Stored records
####
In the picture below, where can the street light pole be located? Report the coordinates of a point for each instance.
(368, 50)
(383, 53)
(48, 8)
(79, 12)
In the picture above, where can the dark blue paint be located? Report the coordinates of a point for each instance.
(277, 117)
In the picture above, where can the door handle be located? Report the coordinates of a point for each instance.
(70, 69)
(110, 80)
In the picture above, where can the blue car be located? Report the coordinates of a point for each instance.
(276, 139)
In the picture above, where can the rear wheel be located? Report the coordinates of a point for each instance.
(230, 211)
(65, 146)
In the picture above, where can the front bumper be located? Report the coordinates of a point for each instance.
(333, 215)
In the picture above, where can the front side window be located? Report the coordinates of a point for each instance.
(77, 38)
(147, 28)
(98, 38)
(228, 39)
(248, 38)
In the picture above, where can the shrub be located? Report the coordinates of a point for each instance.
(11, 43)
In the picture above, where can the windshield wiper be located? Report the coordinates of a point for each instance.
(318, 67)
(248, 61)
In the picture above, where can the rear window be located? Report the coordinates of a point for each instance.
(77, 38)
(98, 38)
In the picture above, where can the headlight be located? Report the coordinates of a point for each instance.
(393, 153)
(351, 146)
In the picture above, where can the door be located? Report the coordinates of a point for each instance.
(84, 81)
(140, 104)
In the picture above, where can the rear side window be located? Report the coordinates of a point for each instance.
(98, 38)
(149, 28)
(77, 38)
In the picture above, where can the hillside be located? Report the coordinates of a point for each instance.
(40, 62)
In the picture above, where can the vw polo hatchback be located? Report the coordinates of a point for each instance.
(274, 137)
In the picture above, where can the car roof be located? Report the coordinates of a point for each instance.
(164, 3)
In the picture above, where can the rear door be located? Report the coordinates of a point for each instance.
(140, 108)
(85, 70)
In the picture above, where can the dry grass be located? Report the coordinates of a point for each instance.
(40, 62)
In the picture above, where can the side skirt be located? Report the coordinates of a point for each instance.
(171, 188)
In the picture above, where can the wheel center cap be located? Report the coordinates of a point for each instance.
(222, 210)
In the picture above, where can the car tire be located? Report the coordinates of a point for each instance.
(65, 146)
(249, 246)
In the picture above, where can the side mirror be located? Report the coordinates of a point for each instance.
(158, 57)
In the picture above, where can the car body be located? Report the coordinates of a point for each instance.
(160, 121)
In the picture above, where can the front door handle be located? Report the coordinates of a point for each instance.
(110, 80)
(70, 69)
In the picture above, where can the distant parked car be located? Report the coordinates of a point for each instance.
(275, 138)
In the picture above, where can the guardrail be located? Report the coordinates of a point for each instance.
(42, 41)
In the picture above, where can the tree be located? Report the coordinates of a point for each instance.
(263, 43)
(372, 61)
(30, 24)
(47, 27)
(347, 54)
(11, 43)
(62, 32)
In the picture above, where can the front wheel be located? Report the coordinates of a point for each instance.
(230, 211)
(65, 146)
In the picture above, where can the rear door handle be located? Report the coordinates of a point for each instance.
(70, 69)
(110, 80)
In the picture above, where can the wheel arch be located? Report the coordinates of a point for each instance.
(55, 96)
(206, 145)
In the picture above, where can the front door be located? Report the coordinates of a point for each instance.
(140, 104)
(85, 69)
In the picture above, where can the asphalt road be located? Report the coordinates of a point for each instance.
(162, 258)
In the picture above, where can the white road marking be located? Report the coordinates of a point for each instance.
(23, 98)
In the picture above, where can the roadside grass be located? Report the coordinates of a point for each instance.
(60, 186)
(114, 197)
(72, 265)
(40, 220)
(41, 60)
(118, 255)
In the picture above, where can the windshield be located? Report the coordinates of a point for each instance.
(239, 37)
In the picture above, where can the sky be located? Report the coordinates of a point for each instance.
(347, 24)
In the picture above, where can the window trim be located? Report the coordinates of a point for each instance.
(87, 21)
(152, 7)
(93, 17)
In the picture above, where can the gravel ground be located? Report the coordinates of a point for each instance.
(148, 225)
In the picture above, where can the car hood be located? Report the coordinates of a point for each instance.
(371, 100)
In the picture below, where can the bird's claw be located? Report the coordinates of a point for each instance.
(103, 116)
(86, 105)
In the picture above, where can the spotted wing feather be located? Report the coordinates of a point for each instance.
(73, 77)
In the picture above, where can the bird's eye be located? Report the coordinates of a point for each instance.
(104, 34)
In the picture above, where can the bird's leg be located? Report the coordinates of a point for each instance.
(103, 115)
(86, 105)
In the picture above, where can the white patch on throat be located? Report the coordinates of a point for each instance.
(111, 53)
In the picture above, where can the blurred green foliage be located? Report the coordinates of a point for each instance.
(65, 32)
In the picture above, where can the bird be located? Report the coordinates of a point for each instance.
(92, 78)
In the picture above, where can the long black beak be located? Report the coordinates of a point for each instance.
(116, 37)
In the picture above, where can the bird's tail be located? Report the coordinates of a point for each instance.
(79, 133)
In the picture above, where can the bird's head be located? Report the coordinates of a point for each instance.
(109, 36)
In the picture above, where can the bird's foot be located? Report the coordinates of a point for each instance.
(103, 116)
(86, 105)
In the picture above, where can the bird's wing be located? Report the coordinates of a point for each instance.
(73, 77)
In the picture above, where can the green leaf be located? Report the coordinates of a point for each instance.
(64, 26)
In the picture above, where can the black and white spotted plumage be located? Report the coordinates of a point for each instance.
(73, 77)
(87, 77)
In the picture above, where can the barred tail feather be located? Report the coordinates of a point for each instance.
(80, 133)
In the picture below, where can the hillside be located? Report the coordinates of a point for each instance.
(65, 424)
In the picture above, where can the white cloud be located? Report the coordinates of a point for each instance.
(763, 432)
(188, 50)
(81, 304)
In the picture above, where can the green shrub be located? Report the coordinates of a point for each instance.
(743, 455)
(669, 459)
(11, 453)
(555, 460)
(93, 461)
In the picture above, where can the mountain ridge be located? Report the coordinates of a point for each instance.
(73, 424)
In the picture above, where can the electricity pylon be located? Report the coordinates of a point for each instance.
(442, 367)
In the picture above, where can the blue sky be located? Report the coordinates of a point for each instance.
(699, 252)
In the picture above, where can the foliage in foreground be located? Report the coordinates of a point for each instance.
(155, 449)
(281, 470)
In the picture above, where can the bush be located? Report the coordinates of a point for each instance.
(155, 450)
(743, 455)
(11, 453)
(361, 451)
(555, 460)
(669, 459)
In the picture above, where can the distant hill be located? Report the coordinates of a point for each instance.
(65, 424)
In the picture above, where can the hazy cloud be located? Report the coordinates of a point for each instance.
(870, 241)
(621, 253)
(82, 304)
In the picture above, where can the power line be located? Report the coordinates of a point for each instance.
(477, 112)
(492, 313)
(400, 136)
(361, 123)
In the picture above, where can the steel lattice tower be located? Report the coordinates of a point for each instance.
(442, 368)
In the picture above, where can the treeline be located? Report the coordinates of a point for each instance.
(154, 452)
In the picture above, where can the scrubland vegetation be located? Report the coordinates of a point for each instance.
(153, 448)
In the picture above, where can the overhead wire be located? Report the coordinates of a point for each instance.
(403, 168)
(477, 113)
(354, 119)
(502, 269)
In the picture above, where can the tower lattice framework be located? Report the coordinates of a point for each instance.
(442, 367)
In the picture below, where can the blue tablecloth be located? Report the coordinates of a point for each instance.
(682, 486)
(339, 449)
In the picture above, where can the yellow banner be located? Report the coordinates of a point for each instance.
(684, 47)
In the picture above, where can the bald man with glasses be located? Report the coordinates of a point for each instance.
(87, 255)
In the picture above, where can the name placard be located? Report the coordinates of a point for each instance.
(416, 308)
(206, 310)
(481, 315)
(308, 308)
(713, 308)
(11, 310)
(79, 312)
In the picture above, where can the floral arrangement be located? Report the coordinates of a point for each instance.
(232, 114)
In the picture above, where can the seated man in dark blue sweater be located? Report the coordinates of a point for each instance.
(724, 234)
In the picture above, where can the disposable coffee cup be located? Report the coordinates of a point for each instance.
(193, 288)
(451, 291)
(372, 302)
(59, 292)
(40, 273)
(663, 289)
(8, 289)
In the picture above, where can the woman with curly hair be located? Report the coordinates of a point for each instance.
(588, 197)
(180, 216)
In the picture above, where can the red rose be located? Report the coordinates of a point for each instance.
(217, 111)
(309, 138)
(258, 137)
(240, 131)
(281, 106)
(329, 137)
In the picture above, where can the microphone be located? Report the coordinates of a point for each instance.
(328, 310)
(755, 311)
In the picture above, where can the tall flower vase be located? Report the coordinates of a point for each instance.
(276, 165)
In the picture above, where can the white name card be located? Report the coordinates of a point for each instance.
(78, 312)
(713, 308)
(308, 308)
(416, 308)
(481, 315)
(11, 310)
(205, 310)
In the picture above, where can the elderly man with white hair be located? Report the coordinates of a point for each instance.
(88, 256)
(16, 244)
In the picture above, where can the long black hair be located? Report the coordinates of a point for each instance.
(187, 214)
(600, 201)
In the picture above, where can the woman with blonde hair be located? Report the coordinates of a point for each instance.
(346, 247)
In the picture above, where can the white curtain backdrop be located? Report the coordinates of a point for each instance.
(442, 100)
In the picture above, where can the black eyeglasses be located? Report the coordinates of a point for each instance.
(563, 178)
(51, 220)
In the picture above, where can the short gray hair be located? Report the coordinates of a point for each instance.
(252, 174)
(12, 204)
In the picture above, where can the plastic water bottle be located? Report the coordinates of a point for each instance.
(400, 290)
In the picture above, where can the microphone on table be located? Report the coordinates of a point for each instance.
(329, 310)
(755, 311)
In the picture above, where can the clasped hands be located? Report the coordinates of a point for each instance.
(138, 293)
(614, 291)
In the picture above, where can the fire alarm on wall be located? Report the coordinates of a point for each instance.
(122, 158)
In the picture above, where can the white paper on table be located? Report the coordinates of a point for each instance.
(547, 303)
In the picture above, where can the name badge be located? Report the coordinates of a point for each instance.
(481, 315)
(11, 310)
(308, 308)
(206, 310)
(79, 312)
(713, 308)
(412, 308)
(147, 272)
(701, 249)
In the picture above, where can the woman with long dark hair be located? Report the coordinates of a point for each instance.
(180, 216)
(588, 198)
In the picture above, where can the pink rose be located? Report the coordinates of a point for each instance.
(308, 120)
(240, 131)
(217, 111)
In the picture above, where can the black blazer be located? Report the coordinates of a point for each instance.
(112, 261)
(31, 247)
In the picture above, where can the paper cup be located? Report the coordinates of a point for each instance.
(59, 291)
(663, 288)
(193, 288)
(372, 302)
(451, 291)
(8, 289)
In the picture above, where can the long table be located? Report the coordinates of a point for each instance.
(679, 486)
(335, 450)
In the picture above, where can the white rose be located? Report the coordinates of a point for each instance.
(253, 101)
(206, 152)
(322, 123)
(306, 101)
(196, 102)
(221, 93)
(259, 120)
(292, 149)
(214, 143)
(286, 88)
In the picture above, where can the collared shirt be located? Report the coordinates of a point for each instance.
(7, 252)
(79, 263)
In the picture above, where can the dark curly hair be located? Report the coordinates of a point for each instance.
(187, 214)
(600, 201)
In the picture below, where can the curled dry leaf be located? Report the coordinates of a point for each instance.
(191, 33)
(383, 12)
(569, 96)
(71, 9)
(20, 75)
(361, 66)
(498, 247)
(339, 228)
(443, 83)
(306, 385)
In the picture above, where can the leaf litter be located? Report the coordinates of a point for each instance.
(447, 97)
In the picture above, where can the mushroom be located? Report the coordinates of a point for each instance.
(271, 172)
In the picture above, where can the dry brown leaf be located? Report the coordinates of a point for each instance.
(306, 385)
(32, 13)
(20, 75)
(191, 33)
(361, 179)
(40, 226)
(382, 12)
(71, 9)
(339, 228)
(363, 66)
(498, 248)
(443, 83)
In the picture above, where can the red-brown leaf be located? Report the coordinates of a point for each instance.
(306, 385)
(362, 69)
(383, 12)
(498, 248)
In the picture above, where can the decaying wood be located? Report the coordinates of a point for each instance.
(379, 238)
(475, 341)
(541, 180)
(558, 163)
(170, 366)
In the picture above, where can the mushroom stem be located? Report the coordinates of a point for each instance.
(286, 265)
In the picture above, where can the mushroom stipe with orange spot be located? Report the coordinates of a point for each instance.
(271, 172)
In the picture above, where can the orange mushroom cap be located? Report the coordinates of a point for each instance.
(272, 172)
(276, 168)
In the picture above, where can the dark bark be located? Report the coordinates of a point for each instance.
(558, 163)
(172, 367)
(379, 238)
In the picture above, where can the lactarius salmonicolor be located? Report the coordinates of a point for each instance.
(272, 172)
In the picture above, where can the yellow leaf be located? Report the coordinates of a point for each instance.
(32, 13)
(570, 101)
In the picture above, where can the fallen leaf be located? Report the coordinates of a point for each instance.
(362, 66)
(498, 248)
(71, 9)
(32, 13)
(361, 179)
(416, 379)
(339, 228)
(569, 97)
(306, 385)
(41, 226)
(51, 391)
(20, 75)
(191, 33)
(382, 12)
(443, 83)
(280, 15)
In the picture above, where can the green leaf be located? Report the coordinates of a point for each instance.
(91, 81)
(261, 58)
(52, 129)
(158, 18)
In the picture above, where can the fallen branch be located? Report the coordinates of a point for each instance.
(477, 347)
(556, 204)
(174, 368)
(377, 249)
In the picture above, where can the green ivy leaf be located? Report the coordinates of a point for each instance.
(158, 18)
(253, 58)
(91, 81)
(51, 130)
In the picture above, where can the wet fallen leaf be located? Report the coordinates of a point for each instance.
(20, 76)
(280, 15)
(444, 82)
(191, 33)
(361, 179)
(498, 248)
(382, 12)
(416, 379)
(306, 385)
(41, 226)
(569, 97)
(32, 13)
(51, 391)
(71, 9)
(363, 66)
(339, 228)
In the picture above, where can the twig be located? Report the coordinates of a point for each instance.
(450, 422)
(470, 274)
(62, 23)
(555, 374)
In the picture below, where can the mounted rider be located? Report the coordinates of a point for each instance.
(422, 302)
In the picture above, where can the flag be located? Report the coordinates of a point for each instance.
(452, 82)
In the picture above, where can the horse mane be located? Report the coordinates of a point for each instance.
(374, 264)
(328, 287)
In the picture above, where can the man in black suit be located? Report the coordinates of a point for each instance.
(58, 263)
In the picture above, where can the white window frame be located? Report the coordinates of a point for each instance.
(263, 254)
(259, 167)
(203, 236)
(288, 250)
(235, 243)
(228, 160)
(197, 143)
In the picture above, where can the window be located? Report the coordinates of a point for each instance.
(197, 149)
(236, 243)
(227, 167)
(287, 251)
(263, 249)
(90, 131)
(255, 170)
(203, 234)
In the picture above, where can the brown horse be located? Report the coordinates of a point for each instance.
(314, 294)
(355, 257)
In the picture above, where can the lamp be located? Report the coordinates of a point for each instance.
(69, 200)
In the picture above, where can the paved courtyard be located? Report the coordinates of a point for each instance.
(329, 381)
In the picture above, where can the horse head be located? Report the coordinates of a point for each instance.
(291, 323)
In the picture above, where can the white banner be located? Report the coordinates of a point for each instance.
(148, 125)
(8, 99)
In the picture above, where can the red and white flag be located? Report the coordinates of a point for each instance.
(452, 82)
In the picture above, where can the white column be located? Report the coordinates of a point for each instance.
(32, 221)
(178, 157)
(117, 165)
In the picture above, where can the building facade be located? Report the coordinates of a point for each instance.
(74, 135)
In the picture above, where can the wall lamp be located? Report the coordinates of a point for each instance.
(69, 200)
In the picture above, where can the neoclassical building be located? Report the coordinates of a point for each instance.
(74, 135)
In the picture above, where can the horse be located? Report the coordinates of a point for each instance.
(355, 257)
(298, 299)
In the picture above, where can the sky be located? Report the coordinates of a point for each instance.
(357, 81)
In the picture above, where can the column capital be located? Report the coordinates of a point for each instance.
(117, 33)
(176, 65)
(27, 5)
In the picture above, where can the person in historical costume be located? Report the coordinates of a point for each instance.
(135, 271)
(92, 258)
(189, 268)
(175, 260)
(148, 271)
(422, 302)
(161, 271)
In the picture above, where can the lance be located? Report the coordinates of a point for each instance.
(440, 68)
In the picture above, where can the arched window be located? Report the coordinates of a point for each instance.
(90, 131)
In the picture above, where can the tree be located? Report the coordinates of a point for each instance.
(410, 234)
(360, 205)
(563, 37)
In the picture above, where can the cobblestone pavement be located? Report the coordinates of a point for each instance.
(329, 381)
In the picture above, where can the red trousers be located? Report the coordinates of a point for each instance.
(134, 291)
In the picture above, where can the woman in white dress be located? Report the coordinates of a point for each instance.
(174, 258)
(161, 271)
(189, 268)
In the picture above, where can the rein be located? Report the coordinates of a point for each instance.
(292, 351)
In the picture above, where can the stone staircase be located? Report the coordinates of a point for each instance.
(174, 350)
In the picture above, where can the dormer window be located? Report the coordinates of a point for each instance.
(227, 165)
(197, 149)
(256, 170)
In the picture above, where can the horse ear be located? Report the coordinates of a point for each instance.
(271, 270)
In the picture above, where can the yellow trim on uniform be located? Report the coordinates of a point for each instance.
####
## What to produce
Take the lines from the one containing "In the picture above, where can the person" to the last line of the material above and write them out exactly.

## Task output
In the picture above, where can the person in historical costume be located? Report the coordinates of a point for each instance.
(135, 271)
(92, 258)
(189, 268)
(175, 260)
(148, 271)
(422, 302)
(161, 271)
In the picture above, where can the lance be located? Report the coordinates of a point for each instance.
(440, 68)
In the picture above, where can the arched window be located? Report the coordinates of a point for each instance.
(90, 131)
In the picture above, where can the tree be located? Report the coordinates of a point for each instance.
(410, 234)
(360, 205)
(563, 37)
In the picture above, where can the cobblestone pavement be located? Report the coordinates of a point for each instance.
(329, 381)
In the picture above, where can the red trousers be located? Report the coordinates of a point for each instance.
(134, 291)
In the picture above, where can the woman in white dress be located? Report the coordinates of a point for each instance.
(174, 258)
(161, 271)
(189, 268)
In the picture above, where can the rein be located? Report the coordinates of a point for each instance.
(292, 351)
In the picture above, where can the stone staircase be located? Report the coordinates of a point for each instance.
(174, 350)
In the picture above, where can the dormer window be located? Report the coordinates of a point for each instance.
(227, 165)
(197, 149)
(256, 170)
In the picture above, where can the horse ear be located? Report the coordinates of a point for each instance.
(271, 270)
In the picture above, where can the yellow trim on uniform be located? Report the coordinates of a point for each instance.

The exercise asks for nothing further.